- **WHAT IS REQUIRED**: Output the part of the listing that opens at its first line and closes with the line containing "column 156, row 280", both ends included, copied verbatim. Leave the pictures out of your answer.

- **DATA SHOWN**:
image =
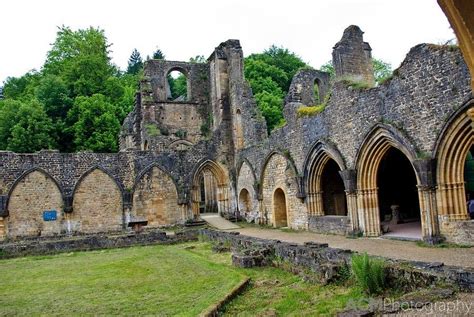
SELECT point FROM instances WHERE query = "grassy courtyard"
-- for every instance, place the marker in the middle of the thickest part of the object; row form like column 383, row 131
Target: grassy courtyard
column 156, row 280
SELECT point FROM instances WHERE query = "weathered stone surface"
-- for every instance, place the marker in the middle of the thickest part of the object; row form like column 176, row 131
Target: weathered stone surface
column 327, row 264
column 37, row 246
column 167, row 144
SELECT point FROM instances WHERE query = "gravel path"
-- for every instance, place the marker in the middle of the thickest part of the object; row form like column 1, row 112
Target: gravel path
column 394, row 249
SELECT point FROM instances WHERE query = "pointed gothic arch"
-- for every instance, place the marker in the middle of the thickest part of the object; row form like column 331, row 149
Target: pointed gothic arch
column 32, row 195
column 98, row 200
column 155, row 197
column 210, row 181
column 319, row 159
column 455, row 142
column 379, row 143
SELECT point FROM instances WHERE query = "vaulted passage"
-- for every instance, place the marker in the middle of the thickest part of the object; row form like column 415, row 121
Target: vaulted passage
column 208, row 192
column 279, row 208
column 334, row 197
column 398, row 195
column 244, row 202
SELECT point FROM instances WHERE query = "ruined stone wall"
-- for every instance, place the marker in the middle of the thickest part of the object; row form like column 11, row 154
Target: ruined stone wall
column 31, row 196
column 278, row 173
column 156, row 199
column 97, row 204
column 413, row 105
column 247, row 181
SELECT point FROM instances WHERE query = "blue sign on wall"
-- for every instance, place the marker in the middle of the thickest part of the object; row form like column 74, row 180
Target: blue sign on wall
column 49, row 215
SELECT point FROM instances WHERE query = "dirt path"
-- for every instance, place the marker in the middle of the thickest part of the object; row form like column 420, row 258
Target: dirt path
column 405, row 250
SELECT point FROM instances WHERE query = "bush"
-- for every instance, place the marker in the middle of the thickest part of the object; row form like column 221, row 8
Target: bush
column 369, row 273
column 309, row 111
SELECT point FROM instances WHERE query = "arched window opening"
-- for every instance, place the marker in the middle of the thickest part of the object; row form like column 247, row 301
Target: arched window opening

- **REPLY TO THE EXERCISE**:
image =
SELECT point FROM instances WHERE query = "grassy courtyard"
-- for every instance, place the marker in the middle of the thickest part of the object; row form like column 383, row 131
Target: grassy courtyard
column 156, row 280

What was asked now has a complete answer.